-- Data to process follows --

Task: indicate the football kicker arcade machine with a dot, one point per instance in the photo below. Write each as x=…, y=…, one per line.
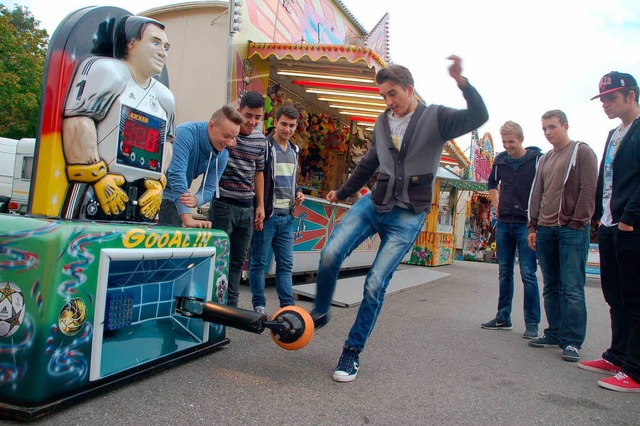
x=89, y=297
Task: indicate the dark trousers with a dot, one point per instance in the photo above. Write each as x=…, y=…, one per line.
x=620, y=278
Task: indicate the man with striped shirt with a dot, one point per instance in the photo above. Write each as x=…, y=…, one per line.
x=280, y=198
x=242, y=180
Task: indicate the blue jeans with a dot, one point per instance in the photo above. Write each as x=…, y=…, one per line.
x=562, y=252
x=237, y=222
x=509, y=238
x=277, y=233
x=398, y=229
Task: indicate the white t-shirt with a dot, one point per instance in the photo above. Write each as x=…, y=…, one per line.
x=104, y=90
x=398, y=126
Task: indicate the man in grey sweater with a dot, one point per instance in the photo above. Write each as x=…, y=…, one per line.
x=406, y=147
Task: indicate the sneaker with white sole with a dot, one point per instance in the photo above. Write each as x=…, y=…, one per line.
x=570, y=353
x=531, y=332
x=599, y=365
x=543, y=342
x=348, y=366
x=496, y=324
x=621, y=383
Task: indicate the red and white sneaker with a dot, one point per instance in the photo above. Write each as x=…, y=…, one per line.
x=621, y=383
x=599, y=365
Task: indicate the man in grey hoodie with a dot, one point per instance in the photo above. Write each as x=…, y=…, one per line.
x=561, y=204
x=407, y=143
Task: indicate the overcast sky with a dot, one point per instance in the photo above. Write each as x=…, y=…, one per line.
x=524, y=57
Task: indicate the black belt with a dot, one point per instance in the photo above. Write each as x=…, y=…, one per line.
x=236, y=201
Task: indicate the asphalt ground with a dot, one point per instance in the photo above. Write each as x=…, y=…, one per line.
x=427, y=362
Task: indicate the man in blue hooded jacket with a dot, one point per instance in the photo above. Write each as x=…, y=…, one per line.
x=199, y=149
x=513, y=171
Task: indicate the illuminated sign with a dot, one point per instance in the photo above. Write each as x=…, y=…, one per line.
x=141, y=139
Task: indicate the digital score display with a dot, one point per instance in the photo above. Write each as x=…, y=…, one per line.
x=141, y=140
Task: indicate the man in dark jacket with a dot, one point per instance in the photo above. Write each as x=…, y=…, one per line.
x=406, y=147
x=514, y=170
x=618, y=214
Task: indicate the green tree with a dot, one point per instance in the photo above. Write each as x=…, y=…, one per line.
x=23, y=48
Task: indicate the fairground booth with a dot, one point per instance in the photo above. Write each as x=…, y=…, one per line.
x=313, y=55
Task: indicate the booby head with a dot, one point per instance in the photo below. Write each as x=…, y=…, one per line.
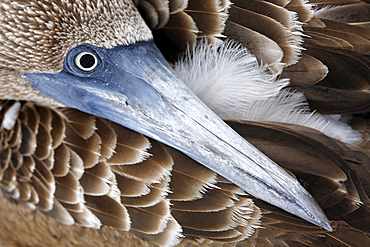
x=99, y=57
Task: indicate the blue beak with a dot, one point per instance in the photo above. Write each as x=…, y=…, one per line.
x=135, y=87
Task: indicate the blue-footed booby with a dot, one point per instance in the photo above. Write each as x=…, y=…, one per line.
x=100, y=131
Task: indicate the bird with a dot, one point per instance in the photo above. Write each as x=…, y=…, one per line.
x=102, y=143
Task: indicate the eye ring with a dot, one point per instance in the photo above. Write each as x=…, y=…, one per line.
x=86, y=61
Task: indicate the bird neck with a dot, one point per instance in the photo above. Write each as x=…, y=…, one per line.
x=15, y=86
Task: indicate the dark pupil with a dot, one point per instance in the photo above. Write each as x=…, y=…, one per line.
x=87, y=61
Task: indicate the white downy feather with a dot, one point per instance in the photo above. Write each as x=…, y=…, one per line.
x=229, y=80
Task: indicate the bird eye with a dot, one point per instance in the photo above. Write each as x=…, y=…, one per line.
x=86, y=61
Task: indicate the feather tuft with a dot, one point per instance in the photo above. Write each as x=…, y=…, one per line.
x=217, y=75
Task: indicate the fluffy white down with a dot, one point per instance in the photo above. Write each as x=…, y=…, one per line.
x=229, y=80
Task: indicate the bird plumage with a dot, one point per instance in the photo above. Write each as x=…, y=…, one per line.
x=86, y=171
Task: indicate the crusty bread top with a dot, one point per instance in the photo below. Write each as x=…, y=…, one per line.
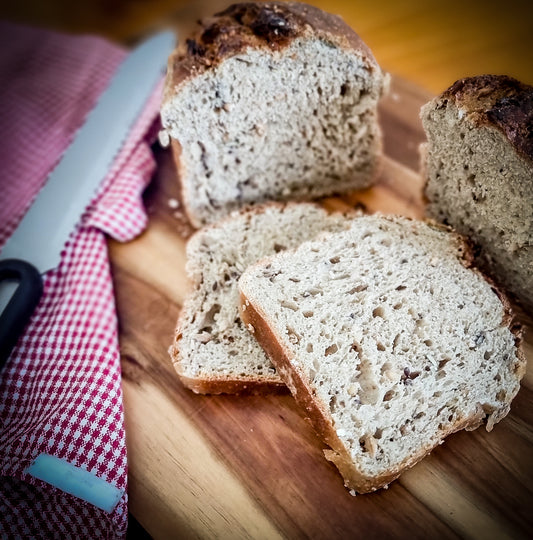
x=499, y=101
x=271, y=26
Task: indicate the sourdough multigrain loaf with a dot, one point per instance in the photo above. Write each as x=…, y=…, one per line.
x=271, y=101
x=479, y=170
x=388, y=339
x=212, y=351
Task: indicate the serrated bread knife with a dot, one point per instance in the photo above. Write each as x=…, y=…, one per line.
x=35, y=246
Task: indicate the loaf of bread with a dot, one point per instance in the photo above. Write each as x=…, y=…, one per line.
x=270, y=101
x=213, y=353
x=479, y=168
x=388, y=339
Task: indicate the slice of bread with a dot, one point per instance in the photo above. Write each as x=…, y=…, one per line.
x=213, y=353
x=271, y=101
x=479, y=168
x=388, y=339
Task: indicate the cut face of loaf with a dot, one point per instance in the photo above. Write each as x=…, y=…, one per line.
x=271, y=102
x=479, y=170
x=387, y=339
x=213, y=352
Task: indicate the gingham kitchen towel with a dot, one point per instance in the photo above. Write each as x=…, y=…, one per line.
x=60, y=391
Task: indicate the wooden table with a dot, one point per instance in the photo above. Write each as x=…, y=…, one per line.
x=250, y=466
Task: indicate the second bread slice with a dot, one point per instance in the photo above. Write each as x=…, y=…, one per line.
x=212, y=352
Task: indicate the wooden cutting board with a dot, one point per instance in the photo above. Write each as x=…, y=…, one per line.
x=250, y=466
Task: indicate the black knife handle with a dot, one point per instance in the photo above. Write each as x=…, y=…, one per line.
x=18, y=311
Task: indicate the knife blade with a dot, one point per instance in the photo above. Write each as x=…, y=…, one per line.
x=35, y=246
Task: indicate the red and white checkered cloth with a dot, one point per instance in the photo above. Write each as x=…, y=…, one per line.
x=60, y=392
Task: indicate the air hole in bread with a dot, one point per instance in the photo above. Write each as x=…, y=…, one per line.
x=358, y=288
x=289, y=305
x=378, y=312
x=332, y=349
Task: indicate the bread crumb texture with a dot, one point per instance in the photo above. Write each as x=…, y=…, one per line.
x=281, y=110
x=212, y=345
x=479, y=170
x=395, y=341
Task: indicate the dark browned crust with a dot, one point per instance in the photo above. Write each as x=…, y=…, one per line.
x=499, y=101
x=270, y=26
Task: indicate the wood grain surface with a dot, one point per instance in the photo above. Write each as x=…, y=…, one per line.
x=250, y=466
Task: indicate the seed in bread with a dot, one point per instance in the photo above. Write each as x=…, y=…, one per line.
x=388, y=340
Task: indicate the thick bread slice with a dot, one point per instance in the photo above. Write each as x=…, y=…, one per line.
x=271, y=101
x=212, y=351
x=479, y=170
x=388, y=340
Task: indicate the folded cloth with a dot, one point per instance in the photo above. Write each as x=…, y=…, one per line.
x=60, y=391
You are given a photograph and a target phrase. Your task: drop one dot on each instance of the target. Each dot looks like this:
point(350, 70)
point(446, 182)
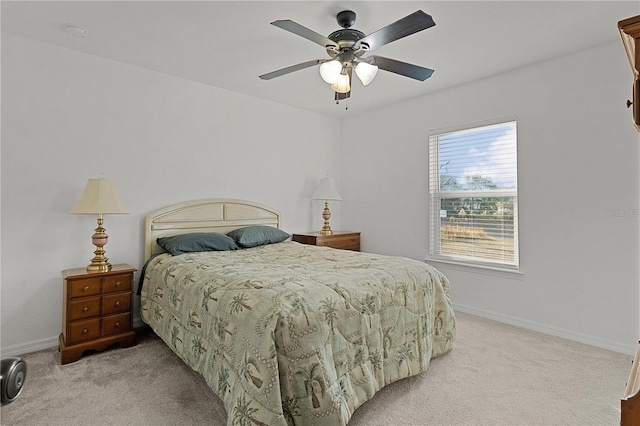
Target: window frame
point(435, 197)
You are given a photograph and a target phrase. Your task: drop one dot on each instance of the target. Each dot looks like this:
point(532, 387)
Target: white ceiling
point(227, 44)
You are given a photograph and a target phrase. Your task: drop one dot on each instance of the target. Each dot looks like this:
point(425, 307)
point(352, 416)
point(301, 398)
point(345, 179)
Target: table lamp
point(100, 197)
point(326, 191)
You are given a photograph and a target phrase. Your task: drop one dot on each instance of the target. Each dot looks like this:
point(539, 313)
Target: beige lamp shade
point(100, 196)
point(326, 190)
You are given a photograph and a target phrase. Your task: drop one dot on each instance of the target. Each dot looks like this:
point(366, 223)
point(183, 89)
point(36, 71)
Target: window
point(473, 194)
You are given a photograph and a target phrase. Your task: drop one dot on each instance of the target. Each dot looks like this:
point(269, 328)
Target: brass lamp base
point(99, 263)
point(326, 215)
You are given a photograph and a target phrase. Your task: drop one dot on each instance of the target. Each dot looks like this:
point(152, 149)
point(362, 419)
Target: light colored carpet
point(496, 374)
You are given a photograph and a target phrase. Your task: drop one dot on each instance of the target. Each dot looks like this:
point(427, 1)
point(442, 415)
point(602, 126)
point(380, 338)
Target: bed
point(286, 333)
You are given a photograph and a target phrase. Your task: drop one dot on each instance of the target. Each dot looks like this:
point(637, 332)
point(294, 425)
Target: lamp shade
point(100, 196)
point(326, 190)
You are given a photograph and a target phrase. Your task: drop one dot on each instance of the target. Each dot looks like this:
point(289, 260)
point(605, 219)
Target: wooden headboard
point(208, 215)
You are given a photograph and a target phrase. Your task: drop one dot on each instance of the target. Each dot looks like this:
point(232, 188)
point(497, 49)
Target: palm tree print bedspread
point(292, 334)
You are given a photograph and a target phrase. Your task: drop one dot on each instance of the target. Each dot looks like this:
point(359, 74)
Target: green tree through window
point(473, 195)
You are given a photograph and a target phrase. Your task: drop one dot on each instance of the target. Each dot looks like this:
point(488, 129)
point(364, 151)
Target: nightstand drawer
point(117, 283)
point(84, 330)
point(82, 288)
point(97, 311)
point(114, 303)
point(343, 240)
point(84, 308)
point(115, 324)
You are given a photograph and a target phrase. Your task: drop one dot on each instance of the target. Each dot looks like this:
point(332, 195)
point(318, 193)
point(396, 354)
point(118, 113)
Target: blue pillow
point(198, 241)
point(253, 236)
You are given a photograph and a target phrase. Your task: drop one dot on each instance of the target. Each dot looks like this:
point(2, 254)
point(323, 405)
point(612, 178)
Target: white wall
point(578, 157)
point(68, 116)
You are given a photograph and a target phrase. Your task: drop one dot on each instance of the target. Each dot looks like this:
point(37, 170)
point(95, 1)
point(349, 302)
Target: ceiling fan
point(347, 46)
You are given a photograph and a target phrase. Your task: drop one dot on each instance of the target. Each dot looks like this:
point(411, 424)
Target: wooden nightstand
point(97, 311)
point(339, 239)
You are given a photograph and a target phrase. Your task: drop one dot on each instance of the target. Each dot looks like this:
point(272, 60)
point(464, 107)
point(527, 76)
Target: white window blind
point(473, 192)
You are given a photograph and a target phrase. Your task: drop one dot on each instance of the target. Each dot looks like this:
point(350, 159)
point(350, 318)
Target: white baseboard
point(39, 345)
point(28, 347)
point(629, 349)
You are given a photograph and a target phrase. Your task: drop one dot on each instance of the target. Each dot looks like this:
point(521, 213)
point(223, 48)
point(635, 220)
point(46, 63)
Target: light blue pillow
point(198, 241)
point(253, 236)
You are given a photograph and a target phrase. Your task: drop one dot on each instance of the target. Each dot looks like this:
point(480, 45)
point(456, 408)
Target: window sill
point(488, 270)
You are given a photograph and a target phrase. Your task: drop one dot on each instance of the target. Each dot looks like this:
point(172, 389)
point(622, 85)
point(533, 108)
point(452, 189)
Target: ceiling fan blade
point(294, 27)
point(408, 25)
point(292, 68)
point(399, 67)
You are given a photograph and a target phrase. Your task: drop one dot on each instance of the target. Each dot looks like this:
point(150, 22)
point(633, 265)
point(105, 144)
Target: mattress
point(293, 334)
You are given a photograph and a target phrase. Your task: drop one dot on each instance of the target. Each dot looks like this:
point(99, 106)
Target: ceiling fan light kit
point(347, 46)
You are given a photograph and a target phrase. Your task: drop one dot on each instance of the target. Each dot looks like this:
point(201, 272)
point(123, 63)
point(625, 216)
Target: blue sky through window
point(489, 152)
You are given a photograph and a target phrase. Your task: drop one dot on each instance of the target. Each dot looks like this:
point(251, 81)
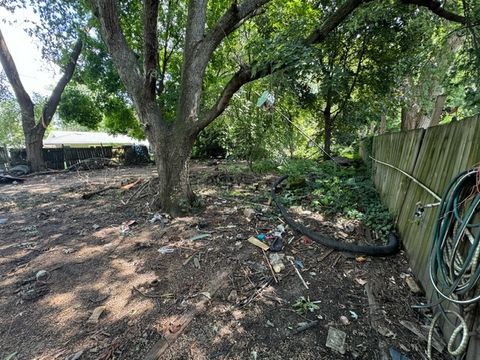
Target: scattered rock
point(42, 275)
point(276, 259)
point(249, 213)
point(93, 319)
point(344, 320)
point(75, 356)
point(336, 340)
point(233, 296)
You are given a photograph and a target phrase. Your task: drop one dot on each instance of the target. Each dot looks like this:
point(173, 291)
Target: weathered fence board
point(434, 157)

-- Data to process concluded --

**Required work**. Take exactly the lines from the one containing "point(366, 223)" through the one containing "point(118, 113)" in the data above, and output them with nothing added.

**Written answer**.
point(366, 223)
point(183, 89)
point(36, 71)
Target: window
point(473, 194)
You are given a photograph and a target phrase. Your task: drop one dot on each instance of the target. Each dot looks like this:
point(269, 328)
Target: brass lamp base
point(99, 263)
point(326, 215)
You are given a photograph and a target phrase. Your task: drop one dot on each instance of the target. Each dot looks like this:
point(152, 149)
point(362, 419)
Target: light colored carpet
point(496, 374)
You are given a photograph and a target phrase. Your task: drop one dot on each instance of the target. Each dot looks like this:
point(427, 1)
point(442, 415)
point(602, 126)
point(380, 338)
Target: bed
point(286, 333)
You are given a photograph and a target phrase. Your task: drop one dot on each instance of the target. Each dot looks like this:
point(637, 332)
point(294, 425)
Target: lamp shade
point(100, 196)
point(326, 190)
You are given a photograph and a target phrase. Your task: drop one dot on each instance of the target. Each dot looks like this:
point(289, 260)
point(605, 219)
Target: wooden headboard
point(208, 215)
You are given a photograph and a target phrase. Your task: drop one dot on each instance of the target. Each dot looks like this:
point(232, 188)
point(497, 49)
Target: palm tree print bedspread
point(292, 334)
You are given a photograph and a target phrase. Your task: drop one dot on each instance of the target. Each dot looks like this:
point(359, 74)
Target: green tree through window
point(473, 195)
You are given a photograph and a target phrase. Your task: drop one dot on each instance of the target. Each dot looks like this:
point(488, 129)
point(364, 151)
Target: nightstand drawer
point(117, 283)
point(84, 330)
point(82, 288)
point(97, 311)
point(114, 303)
point(343, 240)
point(84, 308)
point(115, 324)
You are given a photograph and a target phrase. Your task: drop one dot on each instance of the target. Each dot looks like this:
point(332, 195)
point(318, 193)
point(396, 354)
point(118, 113)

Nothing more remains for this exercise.